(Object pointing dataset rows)
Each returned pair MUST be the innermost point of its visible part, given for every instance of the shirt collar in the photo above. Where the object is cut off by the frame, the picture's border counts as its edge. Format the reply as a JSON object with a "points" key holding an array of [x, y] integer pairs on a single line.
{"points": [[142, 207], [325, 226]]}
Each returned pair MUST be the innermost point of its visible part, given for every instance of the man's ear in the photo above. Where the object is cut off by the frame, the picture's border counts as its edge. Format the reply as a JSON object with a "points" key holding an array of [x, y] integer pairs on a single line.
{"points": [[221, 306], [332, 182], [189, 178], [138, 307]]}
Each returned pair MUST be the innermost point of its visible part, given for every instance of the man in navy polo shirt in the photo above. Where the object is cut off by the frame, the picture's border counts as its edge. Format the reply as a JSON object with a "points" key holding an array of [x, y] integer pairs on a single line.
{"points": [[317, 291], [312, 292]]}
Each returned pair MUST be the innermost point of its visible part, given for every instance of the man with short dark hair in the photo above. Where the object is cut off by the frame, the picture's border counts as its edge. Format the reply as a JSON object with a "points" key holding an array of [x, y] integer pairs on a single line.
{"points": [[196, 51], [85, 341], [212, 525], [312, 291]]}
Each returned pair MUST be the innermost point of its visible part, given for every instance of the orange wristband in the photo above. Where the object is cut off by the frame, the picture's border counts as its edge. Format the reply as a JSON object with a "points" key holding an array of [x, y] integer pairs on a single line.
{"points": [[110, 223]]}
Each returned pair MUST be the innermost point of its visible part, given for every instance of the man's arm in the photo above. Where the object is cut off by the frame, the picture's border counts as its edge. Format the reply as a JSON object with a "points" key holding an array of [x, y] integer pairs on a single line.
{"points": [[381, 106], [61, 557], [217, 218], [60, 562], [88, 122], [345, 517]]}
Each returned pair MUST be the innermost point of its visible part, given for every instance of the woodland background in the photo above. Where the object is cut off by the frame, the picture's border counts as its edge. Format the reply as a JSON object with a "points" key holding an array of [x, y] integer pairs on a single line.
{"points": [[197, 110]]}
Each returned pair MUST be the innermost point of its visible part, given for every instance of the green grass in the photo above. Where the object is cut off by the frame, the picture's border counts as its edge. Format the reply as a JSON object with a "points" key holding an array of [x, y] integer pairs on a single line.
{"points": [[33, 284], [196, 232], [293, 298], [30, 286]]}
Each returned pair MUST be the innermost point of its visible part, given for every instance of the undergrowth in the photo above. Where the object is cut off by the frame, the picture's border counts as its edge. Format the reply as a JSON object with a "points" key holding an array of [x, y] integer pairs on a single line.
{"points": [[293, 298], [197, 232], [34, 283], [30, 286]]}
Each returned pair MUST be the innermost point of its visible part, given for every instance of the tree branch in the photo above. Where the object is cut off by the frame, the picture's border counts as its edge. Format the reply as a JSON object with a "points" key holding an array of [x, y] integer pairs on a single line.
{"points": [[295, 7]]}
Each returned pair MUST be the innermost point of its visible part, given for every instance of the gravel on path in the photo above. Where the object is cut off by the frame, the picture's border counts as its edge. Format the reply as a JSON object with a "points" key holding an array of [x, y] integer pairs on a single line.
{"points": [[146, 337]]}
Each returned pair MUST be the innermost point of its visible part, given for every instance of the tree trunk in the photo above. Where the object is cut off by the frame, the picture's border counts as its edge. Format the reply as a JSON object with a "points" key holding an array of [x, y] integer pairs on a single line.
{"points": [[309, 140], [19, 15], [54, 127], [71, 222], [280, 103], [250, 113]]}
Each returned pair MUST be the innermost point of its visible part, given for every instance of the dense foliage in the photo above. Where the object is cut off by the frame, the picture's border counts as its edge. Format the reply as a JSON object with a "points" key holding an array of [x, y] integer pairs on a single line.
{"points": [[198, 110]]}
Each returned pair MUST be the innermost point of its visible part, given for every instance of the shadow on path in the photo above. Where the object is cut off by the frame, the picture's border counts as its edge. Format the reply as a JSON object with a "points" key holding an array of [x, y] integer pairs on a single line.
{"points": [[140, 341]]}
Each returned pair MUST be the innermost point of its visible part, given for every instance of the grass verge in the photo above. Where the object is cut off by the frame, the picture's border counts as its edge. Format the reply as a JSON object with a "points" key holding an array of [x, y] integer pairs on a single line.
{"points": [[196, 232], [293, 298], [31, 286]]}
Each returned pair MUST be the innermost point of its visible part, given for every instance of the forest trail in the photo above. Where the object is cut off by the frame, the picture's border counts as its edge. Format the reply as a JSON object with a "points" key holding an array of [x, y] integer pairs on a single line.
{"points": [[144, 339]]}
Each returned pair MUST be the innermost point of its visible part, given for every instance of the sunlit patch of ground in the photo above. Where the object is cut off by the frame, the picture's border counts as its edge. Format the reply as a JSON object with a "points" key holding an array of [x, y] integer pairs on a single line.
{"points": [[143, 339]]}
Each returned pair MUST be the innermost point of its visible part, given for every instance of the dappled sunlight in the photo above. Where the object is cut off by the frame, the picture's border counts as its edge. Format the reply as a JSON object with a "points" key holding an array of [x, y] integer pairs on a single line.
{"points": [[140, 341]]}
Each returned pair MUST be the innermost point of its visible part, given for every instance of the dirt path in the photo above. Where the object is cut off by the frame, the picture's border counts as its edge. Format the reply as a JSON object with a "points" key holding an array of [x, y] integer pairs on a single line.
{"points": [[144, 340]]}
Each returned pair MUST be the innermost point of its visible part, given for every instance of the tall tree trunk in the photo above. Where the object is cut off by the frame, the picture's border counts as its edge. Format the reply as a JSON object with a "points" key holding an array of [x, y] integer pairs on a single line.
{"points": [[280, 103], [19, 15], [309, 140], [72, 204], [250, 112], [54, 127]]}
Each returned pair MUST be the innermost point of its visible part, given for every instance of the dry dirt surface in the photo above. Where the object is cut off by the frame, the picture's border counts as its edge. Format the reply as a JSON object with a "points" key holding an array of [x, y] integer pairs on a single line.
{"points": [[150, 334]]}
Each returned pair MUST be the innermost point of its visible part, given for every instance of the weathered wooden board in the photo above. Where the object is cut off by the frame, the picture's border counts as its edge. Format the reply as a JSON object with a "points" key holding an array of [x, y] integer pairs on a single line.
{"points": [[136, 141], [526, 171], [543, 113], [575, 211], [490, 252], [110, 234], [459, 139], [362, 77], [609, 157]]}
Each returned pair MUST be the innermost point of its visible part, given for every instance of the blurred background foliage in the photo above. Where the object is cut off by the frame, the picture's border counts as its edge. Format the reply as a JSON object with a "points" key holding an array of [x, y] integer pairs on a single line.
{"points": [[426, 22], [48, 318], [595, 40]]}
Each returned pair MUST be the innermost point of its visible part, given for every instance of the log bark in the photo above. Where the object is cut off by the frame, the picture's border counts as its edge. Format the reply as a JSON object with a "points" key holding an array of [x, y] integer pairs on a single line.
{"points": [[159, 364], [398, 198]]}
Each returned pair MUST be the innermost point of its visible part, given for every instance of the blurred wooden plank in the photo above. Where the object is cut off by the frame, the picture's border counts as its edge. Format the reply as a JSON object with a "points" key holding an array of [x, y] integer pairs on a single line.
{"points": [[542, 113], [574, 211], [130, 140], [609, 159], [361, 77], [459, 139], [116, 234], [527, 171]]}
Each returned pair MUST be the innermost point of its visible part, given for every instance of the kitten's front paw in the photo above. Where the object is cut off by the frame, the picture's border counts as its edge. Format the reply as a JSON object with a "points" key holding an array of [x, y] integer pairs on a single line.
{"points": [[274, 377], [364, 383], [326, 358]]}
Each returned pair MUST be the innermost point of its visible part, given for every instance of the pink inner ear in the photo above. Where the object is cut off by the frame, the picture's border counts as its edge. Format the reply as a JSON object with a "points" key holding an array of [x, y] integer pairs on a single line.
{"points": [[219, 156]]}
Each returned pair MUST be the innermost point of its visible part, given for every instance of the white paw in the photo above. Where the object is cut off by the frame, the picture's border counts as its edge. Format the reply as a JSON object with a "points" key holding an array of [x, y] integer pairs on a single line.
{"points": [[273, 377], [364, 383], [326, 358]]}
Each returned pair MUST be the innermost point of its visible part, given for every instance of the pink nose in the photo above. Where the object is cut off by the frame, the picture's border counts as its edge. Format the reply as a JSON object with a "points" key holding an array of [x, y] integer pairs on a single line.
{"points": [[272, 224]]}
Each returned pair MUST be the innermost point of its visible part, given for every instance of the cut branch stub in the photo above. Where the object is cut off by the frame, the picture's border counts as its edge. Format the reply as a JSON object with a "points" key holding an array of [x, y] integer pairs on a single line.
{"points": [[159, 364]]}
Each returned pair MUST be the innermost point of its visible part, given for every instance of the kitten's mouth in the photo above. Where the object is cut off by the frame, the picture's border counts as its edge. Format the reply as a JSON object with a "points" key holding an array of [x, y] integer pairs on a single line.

#### [TASK TO COMPLETE]
Beginning at the line where "the pink nose" appears, extract each line through the end of the data above; keep them exact and include nothing else.

#### [FULL OUTPUT]
Each returned pair MUST be the innermost point of its visible part, given for every instance of the pink nose in the photo above. Where the object is cut off by the frame, the picture's border counts as its edge. Format the reply as a JSON object with a "points" key holding an array of [x, y] integer pairs on a single line.
{"points": [[272, 224]]}
Each returned pair MUST be the innermost point of its visible part, given for every instance of the cut branch stub in the photo above. Where the object is cut off by the frame, the picture's border counts as its edge. Format the reply as a JSON object with a "points" key holding an array of [x, y] integer pairs on a single line.
{"points": [[159, 364]]}
Each returned pair MUST be the innermost point of its visible part, given for every instance of the kitten's mouth in the photo above. Where the object is cut off by the frame, the picture's border counts as its edge. Format the reply as a JSON object with a "points" key holding an array of [x, y] integer pairs on a single line.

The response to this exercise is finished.